What to do
Could you print all the entries exactly?

________

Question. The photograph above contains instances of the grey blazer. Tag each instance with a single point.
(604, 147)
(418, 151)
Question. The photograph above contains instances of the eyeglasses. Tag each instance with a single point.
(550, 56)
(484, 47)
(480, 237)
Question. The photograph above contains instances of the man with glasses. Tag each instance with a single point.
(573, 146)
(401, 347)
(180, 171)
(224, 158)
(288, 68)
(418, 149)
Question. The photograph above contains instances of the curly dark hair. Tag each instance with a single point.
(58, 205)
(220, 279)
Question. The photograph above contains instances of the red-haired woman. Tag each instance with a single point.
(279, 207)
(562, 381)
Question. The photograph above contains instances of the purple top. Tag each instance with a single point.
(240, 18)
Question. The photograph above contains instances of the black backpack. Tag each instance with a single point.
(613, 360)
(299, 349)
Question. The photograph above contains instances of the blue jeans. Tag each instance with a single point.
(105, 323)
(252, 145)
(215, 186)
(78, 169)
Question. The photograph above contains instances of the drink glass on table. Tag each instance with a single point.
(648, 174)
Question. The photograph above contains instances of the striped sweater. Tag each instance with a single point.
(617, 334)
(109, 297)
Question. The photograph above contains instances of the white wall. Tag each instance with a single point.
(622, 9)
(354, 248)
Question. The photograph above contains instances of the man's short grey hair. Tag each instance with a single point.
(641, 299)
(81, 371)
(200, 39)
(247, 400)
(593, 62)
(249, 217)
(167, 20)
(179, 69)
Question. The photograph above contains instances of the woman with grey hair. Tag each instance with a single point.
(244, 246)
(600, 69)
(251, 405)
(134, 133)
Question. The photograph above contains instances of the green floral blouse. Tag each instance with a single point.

________

Result of this task
Question. The photograph above contains instances of the grey blazer. Tag each instance with a single point.
(604, 147)
(418, 151)
Question. The photograph above contains instances of the eyeglasses. Tag each instance with a single point.
(550, 56)
(484, 47)
(480, 237)
Question. The photograph above contains instances of the man with glasses. Tag each instance with a single point.
(573, 146)
(401, 347)
(180, 171)
(224, 158)
(288, 68)
(418, 149)
Question. The photograph above contains instances of the curly dark hair. Tag each instance with a single point.
(58, 205)
(220, 279)
Question. The photograph above contains instances of the red-haired woman. Tag each instance with a single point.
(279, 207)
(562, 381)
Question. The photograph above contains instances of the purple top. Tag each instance with a single point.
(240, 18)
Question. The photograph above contains instances of the black backpack. Tag each instance with a single point.
(613, 360)
(299, 349)
Question. The photograph above contains instances of the blue jeans. Tag each instance with a single point.
(105, 323)
(252, 145)
(215, 186)
(78, 169)
Question. The photograph above contains instances of the drink glass on table. Tag each instance with a single point.
(648, 174)
Question. The photograph above contains instances of the striped sweater. Tag each instance with a single point.
(617, 334)
(109, 297)
Question. The photograph above contains instances of the white wall. Tag each instance with a single point.
(622, 9)
(354, 248)
Question. The photograph above contains instances of the man's short grey hair. Tag each instance with a single point.
(641, 299)
(81, 371)
(200, 39)
(247, 400)
(593, 62)
(249, 217)
(167, 20)
(179, 69)
Question. The photograph above contains instances of the woman with grey hair. Tag each instance with a single point.
(244, 246)
(600, 69)
(251, 405)
(134, 133)
Question. The photograph above contains instances of the green floral blouse. Tag each instance with a single point.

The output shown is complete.